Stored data
=== Begin Enclosure ===

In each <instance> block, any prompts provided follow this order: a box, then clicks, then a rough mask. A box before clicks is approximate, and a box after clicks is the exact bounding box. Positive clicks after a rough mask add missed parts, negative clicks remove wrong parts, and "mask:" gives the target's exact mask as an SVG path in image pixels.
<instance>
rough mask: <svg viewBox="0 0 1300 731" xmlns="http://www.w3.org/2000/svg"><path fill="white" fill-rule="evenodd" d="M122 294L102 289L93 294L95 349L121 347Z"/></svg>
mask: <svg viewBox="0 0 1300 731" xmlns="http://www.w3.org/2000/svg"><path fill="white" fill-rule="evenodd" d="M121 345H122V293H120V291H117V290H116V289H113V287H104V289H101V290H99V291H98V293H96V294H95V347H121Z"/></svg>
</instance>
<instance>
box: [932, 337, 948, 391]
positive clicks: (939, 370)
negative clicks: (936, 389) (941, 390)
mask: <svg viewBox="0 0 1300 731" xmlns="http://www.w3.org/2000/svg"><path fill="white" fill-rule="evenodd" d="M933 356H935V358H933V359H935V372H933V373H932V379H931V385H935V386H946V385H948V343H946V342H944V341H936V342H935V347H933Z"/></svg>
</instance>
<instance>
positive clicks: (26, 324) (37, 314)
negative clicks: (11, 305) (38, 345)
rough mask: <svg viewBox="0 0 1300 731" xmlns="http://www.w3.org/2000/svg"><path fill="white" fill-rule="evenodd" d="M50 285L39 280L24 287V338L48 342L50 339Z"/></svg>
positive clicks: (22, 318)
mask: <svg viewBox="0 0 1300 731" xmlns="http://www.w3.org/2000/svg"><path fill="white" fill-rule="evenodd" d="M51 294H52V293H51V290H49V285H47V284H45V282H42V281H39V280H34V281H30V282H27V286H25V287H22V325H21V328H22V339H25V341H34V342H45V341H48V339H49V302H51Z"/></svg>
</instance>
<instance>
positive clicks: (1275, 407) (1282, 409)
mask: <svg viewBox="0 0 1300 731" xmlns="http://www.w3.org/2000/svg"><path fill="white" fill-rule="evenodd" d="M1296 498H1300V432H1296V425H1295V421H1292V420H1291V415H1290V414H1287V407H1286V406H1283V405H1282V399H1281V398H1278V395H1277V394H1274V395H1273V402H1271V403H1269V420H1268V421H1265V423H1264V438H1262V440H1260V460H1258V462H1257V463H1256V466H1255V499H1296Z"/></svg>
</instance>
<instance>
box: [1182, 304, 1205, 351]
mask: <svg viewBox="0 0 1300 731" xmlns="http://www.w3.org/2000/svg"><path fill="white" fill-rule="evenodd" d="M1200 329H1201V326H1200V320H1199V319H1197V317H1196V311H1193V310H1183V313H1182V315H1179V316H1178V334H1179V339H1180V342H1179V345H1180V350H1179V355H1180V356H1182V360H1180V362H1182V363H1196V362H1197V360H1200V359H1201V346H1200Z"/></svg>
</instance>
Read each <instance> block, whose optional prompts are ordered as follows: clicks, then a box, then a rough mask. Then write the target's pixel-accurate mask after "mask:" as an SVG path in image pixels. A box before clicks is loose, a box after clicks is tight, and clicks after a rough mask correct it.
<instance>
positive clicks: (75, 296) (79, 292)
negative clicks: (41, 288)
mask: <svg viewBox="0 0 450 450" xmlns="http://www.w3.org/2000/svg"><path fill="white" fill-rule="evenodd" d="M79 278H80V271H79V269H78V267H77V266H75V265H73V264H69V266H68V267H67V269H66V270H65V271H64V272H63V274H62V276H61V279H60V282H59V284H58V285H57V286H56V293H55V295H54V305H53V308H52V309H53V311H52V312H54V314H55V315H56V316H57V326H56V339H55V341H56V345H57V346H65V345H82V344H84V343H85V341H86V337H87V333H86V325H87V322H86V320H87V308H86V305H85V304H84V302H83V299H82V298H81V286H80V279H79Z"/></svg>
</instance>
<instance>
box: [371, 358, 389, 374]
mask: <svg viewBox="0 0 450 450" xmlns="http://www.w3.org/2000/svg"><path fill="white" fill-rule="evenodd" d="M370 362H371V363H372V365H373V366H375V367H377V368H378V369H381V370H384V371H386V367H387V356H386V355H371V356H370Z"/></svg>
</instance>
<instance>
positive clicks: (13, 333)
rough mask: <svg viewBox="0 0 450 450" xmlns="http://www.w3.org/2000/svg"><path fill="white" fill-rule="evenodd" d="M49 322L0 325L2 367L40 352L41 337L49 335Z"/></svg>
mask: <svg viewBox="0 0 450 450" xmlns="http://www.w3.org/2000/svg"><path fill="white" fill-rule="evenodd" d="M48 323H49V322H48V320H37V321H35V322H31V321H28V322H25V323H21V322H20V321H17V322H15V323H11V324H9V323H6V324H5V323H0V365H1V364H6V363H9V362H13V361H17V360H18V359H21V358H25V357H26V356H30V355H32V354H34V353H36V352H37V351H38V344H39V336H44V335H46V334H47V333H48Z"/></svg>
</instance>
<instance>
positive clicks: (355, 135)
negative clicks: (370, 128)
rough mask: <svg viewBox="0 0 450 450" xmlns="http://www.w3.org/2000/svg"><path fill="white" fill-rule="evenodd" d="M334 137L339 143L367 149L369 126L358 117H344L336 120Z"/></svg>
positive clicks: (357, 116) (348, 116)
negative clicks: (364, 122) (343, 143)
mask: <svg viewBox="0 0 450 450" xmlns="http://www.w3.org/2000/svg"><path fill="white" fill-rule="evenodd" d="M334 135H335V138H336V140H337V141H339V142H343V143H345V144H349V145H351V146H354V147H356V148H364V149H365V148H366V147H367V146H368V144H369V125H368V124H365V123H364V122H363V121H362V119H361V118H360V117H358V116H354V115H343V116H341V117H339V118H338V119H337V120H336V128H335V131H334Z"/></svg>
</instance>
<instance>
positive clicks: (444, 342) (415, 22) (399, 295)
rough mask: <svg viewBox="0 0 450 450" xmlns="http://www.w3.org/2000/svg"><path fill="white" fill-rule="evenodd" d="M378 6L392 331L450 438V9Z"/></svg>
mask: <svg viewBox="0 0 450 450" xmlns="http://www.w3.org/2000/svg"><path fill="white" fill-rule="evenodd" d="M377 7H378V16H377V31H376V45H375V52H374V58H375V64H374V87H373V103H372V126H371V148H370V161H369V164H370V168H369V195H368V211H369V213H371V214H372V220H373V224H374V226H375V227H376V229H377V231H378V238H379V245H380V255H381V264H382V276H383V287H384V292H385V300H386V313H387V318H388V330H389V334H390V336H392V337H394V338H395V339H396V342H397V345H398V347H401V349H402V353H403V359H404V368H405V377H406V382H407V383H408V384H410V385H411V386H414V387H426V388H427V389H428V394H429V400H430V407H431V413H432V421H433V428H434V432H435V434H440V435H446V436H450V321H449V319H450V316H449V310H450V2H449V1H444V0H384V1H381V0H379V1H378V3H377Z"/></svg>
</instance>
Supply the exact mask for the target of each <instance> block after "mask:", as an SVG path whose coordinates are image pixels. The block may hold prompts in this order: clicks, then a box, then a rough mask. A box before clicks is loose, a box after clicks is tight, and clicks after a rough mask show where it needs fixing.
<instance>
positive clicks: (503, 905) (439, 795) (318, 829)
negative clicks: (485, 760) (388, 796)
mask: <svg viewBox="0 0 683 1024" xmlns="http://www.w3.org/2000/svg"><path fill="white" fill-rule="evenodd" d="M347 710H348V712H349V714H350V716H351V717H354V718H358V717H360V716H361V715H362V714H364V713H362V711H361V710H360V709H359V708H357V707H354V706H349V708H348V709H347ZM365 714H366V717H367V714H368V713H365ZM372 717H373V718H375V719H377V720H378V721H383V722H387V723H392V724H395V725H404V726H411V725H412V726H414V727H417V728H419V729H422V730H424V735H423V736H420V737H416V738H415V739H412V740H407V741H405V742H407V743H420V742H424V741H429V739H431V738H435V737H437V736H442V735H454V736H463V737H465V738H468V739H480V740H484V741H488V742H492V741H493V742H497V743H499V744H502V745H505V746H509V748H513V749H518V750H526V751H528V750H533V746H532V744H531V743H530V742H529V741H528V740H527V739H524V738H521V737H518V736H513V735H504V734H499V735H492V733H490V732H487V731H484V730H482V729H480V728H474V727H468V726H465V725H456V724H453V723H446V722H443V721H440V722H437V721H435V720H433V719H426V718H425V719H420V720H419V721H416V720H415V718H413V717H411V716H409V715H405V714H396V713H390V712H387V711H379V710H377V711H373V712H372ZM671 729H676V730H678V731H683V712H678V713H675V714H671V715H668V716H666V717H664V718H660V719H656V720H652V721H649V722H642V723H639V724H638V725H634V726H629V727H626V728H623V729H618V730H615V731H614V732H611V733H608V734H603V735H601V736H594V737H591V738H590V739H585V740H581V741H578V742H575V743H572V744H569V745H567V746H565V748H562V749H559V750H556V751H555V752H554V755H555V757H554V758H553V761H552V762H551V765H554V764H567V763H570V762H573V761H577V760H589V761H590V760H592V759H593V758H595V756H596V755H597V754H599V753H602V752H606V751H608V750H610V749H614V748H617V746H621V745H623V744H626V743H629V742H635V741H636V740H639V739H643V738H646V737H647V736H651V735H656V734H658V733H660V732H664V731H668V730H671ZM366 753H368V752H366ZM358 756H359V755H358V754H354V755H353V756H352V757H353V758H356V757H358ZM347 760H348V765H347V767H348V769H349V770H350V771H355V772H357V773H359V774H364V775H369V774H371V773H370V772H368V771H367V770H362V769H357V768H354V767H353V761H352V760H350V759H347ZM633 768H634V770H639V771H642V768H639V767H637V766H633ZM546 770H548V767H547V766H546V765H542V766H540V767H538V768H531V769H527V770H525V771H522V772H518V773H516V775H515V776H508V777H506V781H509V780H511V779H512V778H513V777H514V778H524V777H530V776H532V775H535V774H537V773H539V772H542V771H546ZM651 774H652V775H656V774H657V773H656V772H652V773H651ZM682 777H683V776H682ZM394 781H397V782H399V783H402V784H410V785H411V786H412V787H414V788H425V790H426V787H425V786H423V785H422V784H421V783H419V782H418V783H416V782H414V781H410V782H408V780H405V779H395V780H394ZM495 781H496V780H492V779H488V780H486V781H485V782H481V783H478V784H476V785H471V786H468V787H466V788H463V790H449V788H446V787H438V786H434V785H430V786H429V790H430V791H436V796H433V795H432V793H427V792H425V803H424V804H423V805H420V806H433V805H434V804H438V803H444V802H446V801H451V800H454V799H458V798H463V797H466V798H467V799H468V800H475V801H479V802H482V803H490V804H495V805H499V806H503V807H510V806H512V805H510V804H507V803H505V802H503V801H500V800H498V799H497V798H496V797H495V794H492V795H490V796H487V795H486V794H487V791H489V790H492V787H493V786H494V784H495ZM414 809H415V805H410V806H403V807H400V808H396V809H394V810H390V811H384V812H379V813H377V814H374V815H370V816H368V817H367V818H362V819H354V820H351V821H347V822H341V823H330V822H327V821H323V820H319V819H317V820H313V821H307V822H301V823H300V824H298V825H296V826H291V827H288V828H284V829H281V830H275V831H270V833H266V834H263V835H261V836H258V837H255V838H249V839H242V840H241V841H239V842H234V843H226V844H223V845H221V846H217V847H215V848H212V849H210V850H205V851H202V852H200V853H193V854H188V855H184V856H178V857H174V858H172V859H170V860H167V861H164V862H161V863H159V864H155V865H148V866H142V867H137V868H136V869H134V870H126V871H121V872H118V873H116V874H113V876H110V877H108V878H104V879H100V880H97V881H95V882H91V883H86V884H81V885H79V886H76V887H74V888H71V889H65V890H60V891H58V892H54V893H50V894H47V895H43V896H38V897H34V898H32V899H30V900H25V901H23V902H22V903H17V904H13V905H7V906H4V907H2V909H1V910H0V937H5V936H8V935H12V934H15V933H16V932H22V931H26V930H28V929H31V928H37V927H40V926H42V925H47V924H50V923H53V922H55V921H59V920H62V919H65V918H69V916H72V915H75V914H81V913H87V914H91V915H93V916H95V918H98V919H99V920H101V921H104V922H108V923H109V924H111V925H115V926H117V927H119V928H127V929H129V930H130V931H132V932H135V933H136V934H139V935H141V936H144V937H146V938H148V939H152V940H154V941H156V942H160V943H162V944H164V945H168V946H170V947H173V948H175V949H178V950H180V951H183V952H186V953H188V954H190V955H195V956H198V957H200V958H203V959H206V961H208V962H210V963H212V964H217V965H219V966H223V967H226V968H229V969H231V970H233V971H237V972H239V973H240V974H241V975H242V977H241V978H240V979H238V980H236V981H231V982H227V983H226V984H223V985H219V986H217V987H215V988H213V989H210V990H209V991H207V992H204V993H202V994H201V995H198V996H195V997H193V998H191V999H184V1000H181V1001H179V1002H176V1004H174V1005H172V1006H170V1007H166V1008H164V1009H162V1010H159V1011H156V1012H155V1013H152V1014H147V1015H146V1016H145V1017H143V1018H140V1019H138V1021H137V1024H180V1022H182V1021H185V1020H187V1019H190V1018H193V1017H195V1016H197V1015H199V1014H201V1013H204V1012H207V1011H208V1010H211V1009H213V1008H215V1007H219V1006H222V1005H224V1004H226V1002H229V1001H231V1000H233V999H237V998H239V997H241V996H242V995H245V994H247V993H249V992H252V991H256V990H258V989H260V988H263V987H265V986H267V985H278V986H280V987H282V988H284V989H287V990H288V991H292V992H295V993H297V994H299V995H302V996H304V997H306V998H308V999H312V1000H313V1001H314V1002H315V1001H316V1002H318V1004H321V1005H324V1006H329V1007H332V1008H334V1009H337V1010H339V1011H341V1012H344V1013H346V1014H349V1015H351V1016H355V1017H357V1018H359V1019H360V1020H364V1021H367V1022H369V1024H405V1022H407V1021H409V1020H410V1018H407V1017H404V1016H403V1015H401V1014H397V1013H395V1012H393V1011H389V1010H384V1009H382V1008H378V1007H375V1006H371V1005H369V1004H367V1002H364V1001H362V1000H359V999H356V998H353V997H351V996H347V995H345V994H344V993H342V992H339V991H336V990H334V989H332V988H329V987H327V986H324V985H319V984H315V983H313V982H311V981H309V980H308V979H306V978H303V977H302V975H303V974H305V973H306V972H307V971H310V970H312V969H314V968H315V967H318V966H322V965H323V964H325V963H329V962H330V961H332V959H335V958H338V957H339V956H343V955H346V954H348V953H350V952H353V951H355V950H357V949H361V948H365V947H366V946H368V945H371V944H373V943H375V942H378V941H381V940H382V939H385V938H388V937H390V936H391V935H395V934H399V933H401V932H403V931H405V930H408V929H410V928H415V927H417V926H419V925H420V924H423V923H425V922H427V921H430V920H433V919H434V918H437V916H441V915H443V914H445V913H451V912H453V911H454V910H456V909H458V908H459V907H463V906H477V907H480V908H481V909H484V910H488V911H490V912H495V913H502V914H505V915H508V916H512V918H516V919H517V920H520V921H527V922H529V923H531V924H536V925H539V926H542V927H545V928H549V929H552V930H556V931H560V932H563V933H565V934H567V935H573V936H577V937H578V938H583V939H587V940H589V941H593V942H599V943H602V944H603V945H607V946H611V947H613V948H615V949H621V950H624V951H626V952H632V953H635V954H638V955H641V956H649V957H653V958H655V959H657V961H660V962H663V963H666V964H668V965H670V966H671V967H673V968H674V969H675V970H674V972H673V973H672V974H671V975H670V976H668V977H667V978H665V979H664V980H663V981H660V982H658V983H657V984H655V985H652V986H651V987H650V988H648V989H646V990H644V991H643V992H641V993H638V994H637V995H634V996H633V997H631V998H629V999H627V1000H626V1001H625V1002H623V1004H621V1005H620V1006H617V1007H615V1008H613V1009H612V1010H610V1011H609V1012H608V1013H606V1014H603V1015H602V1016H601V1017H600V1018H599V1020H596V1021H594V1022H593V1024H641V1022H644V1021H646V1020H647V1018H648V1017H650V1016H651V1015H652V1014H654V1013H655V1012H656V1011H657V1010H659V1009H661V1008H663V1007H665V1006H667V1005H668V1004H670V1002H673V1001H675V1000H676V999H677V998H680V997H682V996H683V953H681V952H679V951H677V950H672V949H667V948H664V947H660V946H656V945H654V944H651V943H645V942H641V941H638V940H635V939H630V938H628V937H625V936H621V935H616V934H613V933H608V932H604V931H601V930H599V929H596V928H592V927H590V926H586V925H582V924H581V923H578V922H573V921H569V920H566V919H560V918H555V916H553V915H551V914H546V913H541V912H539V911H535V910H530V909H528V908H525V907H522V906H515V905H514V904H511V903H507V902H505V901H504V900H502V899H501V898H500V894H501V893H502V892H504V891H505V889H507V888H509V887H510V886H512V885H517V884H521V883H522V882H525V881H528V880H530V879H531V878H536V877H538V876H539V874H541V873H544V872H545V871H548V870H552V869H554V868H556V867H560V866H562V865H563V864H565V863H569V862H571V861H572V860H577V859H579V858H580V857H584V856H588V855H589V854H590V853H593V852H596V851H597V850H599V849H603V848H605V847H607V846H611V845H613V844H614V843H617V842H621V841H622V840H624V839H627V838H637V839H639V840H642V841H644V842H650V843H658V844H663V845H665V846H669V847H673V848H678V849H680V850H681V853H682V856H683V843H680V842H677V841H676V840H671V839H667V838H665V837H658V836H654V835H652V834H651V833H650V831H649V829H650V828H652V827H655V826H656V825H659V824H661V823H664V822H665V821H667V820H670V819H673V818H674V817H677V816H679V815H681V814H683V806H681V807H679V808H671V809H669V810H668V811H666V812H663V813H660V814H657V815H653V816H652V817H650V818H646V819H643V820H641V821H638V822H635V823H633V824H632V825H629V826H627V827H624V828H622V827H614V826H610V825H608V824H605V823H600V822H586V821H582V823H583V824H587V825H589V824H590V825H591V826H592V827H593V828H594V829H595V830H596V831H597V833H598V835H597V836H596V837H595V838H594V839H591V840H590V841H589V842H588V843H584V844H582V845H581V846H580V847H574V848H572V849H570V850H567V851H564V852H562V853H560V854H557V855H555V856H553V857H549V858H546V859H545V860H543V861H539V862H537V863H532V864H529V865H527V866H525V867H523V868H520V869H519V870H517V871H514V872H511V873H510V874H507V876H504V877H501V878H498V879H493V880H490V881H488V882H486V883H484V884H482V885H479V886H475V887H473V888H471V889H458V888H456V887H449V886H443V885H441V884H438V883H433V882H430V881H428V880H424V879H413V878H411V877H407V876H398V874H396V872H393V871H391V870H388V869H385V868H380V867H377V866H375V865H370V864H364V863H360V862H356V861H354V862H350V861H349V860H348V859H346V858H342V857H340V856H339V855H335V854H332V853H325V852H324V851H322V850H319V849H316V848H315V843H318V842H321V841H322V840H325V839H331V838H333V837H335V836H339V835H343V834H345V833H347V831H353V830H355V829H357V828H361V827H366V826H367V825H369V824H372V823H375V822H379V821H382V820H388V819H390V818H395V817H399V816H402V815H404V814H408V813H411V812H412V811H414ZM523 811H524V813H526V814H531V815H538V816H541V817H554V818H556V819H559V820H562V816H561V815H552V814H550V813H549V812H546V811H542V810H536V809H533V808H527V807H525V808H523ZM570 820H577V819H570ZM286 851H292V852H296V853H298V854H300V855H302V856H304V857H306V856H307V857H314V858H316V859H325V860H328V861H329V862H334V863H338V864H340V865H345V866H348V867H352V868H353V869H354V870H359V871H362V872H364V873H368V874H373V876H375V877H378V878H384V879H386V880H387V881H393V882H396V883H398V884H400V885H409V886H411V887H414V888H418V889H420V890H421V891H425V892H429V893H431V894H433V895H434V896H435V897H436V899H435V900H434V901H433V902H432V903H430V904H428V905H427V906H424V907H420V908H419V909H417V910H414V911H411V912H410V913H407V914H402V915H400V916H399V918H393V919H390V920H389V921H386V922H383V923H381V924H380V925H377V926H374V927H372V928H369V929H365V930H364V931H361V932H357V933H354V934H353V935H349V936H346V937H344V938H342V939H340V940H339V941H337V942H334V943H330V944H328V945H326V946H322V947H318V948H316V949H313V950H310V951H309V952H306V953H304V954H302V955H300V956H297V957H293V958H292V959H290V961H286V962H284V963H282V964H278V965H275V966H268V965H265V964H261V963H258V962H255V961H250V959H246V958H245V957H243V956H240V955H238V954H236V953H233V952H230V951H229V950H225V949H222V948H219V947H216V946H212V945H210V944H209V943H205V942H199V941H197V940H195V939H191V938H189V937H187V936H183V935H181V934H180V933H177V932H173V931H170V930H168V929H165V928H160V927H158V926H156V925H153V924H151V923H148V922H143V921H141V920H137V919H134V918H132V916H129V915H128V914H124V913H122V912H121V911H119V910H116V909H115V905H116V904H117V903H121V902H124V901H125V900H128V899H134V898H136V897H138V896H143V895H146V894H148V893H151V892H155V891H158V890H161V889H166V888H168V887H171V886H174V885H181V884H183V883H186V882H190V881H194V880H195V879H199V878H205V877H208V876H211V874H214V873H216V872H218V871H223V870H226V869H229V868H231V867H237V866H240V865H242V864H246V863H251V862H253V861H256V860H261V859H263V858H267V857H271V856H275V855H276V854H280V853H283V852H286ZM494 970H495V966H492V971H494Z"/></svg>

=== End Enclosure ===

Write out exactly the lines above between the line with "Read each <instance>" and the line with "positive clicks: (75, 296) (79, 292)", inclusive, and nothing beyond them.

Read each <instance> block, whose optional prompts are ordered as follows: clicks, then a box, then a rough mask. Then write the target's pixel-accurate mask after "mask:" as an SVG path in image pixels. A box before clicks is loose, a box after clicks is tight, and clicks after a rough mask correct it.
<instance>
positive clicks: (75, 296) (79, 292)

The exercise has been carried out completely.